Point placement records

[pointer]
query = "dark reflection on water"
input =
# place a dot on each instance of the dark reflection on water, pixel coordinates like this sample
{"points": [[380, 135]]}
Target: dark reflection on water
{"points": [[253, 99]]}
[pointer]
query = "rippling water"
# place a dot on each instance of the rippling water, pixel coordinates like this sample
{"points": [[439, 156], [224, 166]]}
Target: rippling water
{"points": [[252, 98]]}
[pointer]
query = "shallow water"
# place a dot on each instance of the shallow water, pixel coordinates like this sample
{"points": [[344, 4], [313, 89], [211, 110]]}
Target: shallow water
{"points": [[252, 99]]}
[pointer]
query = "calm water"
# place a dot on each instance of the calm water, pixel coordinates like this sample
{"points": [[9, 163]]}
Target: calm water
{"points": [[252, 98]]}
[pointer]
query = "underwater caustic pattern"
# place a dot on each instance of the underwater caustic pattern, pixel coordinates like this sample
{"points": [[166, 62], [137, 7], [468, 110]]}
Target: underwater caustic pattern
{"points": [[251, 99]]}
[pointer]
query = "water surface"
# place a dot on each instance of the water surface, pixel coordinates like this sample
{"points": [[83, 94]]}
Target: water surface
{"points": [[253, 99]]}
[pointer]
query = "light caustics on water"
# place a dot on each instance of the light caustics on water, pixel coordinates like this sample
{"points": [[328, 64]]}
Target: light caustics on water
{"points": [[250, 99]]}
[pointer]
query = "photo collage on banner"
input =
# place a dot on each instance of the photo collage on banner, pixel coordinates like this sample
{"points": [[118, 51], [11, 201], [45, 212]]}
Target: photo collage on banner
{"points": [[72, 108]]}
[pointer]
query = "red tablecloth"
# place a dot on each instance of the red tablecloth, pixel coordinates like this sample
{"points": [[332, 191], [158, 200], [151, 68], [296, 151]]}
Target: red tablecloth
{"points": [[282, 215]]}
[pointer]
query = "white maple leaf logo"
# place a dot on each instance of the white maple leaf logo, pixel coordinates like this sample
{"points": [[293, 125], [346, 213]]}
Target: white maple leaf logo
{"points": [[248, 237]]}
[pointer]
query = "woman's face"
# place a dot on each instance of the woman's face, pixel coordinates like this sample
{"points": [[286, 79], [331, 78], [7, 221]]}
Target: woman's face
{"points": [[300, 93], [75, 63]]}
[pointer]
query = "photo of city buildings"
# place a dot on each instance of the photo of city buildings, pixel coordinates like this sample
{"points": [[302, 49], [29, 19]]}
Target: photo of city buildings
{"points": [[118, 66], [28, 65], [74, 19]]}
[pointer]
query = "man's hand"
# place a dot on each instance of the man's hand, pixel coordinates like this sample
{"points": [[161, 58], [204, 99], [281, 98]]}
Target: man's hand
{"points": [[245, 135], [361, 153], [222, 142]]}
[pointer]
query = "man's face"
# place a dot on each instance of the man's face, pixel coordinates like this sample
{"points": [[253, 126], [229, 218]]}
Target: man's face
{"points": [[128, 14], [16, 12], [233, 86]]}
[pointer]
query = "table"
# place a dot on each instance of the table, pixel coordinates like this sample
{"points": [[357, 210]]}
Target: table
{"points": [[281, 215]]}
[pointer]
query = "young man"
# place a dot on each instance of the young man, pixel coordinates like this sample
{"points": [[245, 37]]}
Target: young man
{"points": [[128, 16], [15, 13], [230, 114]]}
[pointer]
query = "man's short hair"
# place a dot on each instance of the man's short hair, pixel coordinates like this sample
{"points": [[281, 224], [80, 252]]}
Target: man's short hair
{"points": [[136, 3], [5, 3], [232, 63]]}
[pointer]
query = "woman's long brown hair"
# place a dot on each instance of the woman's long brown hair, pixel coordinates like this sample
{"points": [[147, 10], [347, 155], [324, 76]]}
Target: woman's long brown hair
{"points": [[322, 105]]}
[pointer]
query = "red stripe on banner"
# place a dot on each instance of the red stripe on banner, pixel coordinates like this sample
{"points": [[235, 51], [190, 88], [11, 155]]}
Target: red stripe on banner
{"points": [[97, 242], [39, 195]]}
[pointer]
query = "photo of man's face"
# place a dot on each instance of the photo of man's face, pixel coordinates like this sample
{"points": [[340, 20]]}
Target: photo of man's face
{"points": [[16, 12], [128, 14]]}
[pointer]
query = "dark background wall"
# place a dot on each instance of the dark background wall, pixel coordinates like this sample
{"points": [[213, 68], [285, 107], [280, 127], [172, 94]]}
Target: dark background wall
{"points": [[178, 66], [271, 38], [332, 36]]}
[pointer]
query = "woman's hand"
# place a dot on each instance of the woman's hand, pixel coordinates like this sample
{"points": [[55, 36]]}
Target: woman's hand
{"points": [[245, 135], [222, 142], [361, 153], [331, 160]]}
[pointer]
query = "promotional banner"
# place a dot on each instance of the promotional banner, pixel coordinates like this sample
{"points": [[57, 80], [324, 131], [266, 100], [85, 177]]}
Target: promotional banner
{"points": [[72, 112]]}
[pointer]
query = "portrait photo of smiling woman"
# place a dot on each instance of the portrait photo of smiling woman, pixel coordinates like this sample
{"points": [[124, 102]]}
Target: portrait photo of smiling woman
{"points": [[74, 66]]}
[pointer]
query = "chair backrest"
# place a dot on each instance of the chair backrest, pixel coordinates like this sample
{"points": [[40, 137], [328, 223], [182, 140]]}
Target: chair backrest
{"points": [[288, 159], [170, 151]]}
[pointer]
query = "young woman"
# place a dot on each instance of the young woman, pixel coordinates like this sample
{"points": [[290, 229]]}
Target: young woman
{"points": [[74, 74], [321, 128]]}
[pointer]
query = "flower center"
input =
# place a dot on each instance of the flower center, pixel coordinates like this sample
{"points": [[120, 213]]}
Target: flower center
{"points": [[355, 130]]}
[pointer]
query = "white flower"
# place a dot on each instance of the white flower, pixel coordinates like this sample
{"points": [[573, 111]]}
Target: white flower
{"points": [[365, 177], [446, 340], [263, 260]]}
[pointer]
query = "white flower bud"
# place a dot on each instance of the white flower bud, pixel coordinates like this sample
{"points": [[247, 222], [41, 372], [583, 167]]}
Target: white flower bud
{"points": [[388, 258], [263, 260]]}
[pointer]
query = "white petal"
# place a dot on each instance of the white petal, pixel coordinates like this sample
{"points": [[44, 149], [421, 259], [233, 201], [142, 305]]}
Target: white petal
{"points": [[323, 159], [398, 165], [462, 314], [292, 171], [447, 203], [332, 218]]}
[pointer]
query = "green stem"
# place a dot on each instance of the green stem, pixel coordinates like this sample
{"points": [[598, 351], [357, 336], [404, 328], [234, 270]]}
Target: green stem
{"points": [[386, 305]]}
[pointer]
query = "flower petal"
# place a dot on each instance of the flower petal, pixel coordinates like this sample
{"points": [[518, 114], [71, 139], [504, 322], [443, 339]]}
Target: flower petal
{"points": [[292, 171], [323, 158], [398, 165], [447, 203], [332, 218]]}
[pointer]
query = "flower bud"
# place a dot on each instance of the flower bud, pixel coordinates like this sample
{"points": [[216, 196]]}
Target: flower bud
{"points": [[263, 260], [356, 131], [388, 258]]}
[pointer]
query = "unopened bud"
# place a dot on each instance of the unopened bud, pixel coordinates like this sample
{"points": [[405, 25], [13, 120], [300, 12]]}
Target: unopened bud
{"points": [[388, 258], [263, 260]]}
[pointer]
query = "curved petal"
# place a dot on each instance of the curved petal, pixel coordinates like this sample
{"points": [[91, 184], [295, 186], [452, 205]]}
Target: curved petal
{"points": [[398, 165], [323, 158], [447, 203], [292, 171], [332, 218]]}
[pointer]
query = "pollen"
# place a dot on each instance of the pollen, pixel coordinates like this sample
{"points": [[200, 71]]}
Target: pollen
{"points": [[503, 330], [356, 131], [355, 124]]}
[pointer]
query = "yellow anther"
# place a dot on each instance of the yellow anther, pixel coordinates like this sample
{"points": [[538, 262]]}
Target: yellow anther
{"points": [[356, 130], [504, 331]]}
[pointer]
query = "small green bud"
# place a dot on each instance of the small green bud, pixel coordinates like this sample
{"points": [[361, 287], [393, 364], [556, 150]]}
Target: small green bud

- [Set problem]: Report, copied in full, each line of the material that contains the string "backrest". Case counts.

- [Output of the task]:
query = "chair backrest"
# place a dot on each instance of the chair backrest, pixel coordinates like this sample
Target: chair backrest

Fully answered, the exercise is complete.